BEGIN Given records

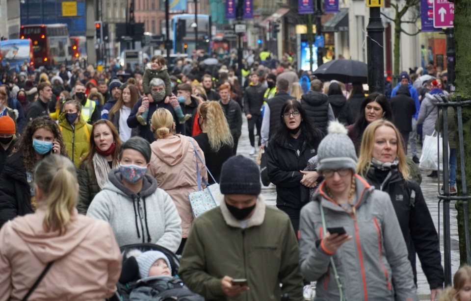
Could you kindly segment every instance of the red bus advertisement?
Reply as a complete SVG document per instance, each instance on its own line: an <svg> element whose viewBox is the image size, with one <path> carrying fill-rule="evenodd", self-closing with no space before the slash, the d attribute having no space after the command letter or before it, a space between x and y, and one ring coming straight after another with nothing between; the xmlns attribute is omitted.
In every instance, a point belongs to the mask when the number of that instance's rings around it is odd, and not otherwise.
<svg viewBox="0 0 471 301"><path fill-rule="evenodd" d="M69 30L66 24L22 25L20 37L32 41L34 66L52 68L70 61Z"/></svg>
<svg viewBox="0 0 471 301"><path fill-rule="evenodd" d="M8 63L11 70L19 72L25 61L34 70L32 41L29 39L14 39L0 42L0 60L3 67Z"/></svg>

END Given records

▶ [Request]
Give every record back exactly as it reads, with no images.

▶ [Expected output]
Could you kindly segment every instance of the red bus advertisement?
Reply as a complete SVG document per instance, each instance on its own line: an <svg> element whose viewBox is the image size, with one <path> carrying fill-rule="evenodd", self-closing with no space before the slash, the d attribute having no space after the command letter or before it, a space between x and y, and one ring coming straight after another with nothing between; the xmlns attribute is omitted.
In every instance, a point belongs to the mask when the number of that instance's rings around it is odd, and not otherwise.
<svg viewBox="0 0 471 301"><path fill-rule="evenodd" d="M69 30L66 24L22 25L20 37L32 41L34 66L52 68L70 61Z"/></svg>
<svg viewBox="0 0 471 301"><path fill-rule="evenodd" d="M8 63L11 70L19 72L25 61L34 70L32 41L29 39L14 39L0 42L0 60L3 67Z"/></svg>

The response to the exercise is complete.